## Required work
Please rewrite the rows starting with the line with "instance of the sky" and going on through the line with "<point>98,80</point>", putting "central" wherever "innermost" appears and keeping everything else unchanged. Return only those rows.
____
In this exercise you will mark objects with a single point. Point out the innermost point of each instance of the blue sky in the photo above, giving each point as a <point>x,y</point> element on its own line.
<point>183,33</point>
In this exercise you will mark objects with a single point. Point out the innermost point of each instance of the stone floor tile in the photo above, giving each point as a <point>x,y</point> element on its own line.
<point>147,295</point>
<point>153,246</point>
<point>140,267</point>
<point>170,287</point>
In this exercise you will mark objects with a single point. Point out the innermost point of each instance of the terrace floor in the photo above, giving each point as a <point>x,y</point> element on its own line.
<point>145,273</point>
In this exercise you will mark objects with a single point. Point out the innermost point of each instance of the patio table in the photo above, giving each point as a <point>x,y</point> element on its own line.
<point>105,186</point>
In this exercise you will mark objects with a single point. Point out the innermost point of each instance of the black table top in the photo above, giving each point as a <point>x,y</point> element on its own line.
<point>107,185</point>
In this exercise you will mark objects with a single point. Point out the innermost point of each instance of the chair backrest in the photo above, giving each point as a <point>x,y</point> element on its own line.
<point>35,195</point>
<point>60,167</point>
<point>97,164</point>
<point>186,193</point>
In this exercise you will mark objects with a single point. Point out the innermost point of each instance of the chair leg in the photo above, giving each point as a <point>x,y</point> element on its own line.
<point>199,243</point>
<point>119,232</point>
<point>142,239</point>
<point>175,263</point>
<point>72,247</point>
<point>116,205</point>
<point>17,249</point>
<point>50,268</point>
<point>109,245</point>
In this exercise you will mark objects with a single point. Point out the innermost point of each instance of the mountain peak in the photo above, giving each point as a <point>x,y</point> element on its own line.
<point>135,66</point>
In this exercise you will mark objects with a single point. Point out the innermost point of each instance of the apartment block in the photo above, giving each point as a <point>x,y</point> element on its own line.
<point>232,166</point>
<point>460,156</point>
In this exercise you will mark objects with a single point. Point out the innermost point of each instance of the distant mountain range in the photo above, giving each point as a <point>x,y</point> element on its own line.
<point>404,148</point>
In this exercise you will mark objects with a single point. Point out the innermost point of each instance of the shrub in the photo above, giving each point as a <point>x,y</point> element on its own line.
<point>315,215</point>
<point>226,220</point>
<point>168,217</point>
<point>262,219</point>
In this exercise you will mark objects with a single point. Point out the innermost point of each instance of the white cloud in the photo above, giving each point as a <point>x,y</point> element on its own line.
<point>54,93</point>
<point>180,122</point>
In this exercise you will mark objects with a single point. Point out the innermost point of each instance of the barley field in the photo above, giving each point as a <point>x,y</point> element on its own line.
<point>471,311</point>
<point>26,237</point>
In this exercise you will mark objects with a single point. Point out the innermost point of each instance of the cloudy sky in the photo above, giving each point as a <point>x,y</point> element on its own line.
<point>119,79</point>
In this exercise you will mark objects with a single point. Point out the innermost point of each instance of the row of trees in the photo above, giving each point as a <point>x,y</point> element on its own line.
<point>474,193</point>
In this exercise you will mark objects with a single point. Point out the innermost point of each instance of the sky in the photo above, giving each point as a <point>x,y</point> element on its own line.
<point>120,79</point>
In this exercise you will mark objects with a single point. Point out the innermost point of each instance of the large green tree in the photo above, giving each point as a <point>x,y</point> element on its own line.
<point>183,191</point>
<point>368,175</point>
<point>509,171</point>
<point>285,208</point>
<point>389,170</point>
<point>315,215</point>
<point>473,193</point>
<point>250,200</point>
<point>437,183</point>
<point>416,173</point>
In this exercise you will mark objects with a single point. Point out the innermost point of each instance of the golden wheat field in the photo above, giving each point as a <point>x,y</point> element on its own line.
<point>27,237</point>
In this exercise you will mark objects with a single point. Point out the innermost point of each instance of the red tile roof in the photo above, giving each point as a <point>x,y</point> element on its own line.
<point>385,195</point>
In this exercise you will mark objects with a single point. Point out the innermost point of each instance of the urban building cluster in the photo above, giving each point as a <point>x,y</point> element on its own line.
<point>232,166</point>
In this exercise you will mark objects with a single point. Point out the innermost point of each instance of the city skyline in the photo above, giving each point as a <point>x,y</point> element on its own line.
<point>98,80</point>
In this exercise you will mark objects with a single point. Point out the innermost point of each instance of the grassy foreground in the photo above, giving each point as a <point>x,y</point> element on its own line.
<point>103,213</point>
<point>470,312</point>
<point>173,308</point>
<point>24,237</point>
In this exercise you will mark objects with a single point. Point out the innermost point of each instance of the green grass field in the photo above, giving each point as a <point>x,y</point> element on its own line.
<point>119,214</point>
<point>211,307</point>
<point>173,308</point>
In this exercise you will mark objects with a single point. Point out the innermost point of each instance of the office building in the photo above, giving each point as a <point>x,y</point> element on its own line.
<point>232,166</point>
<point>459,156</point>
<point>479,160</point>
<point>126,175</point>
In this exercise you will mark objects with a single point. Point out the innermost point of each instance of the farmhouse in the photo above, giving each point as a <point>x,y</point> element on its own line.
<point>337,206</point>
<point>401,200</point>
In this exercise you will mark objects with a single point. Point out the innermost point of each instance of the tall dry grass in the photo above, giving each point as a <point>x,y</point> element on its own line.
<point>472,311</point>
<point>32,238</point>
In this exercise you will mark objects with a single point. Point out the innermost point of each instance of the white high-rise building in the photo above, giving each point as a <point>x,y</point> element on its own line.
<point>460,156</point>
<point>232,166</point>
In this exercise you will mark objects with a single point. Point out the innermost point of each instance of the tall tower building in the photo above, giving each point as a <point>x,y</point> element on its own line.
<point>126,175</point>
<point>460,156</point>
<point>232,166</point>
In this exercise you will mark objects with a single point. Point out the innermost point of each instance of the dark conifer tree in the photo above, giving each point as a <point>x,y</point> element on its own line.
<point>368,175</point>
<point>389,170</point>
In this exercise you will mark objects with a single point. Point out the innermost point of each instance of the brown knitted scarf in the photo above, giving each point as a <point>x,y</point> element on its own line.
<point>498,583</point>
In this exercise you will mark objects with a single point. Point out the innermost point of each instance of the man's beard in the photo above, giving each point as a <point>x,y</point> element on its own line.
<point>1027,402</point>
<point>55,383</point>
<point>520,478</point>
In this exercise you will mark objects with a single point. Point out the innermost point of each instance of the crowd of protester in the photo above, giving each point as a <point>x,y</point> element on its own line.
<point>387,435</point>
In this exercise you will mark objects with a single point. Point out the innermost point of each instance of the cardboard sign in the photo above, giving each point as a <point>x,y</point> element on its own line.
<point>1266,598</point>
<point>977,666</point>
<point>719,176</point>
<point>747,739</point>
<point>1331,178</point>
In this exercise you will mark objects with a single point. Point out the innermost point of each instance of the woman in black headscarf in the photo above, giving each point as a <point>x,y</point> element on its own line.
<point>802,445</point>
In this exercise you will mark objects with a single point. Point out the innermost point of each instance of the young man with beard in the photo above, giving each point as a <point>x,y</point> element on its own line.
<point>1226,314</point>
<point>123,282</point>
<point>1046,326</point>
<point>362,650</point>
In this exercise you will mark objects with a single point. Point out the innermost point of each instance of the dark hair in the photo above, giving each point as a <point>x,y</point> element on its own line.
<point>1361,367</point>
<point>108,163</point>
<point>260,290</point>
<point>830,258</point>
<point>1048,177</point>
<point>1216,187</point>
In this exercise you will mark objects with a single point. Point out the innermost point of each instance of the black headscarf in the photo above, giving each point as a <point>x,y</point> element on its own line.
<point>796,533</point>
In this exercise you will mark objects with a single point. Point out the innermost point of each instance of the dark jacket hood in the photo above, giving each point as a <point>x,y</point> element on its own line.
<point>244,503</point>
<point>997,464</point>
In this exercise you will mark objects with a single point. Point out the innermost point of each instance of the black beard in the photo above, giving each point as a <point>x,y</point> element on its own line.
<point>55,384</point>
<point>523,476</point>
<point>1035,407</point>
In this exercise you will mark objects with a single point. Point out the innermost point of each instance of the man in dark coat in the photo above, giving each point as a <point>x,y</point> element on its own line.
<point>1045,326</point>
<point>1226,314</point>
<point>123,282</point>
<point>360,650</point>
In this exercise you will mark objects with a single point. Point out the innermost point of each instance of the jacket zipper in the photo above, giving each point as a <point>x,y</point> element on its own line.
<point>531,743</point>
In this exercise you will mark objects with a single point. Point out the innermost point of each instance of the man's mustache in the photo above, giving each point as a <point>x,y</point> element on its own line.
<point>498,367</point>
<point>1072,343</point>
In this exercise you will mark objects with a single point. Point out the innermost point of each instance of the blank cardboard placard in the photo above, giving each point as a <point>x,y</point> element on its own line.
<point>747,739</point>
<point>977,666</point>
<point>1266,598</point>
____
## Solution to this exercise
In this exercise you will mark objects with a single point. Point out the central point of each instance of the sky in the photo above, giving each point as a <point>x,y</point> element on its own line.
<point>120,79</point>
In this exercise you will mark objects with a single point. Point out the central point of each instance of the large green tree in the photo above, giving each point as a <point>x,y</point> element on its own line.
<point>183,191</point>
<point>368,175</point>
<point>509,171</point>
<point>285,208</point>
<point>389,170</point>
<point>315,215</point>
<point>473,193</point>
<point>250,200</point>
<point>437,183</point>
<point>416,173</point>
In this exercise you will mark objects with a single point. Point out the central point of each instance of the golden wheat field in the photo above, giving each point as a <point>x,y</point> element on its own line.
<point>27,237</point>
In this exercise you will mark objects with a single point. Point out the central point of each instance of the red tile roof in the photo above, giving each point as a <point>x,y</point> element on its own line.
<point>385,195</point>
In this exercise you will mark objects with a single point. Point out the central point of each instance of the urban building cluster in the photo above, giving each point as a <point>x,y</point> element on its own line.
<point>232,166</point>
In this exercise you will mark objects with a single point. Point out the central point of each instance of the city skyline in the photo above, giving each point as a <point>x,y</point> element on its own line.
<point>98,80</point>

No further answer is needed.